# Task material:
+++
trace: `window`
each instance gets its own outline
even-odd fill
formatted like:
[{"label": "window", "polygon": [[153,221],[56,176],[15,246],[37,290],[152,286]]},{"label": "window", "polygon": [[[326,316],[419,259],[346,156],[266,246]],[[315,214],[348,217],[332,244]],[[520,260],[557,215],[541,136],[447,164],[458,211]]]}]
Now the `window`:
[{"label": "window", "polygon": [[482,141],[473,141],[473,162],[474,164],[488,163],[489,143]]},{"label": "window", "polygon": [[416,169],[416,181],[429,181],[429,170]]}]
+++
# Challenge:
Render every line of the items above as a JSON list of strings, one string per line, and leave out any blank lines.

# The solution:
[
  "trace: `window`",
  "each instance gets its own outline",
  "even-odd fill",
  "formatted like:",
  "[{\"label\": \"window\", \"polygon\": [[153,221],[56,176],[15,246],[37,290],[152,286]]},{\"label\": \"window\", \"polygon\": [[[326,316],[419,259],[346,156],[266,246]],[[315,214],[348,217],[332,244]],[[520,260],[557,215],[541,136],[447,164],[458,211]]]}]",
  "Now the `window`:",
  "[{\"label\": \"window\", \"polygon\": [[482,141],[473,141],[473,162],[474,164],[488,163],[489,143]]},{\"label\": \"window\", \"polygon\": [[416,169],[416,181],[429,181],[429,170]]}]"
]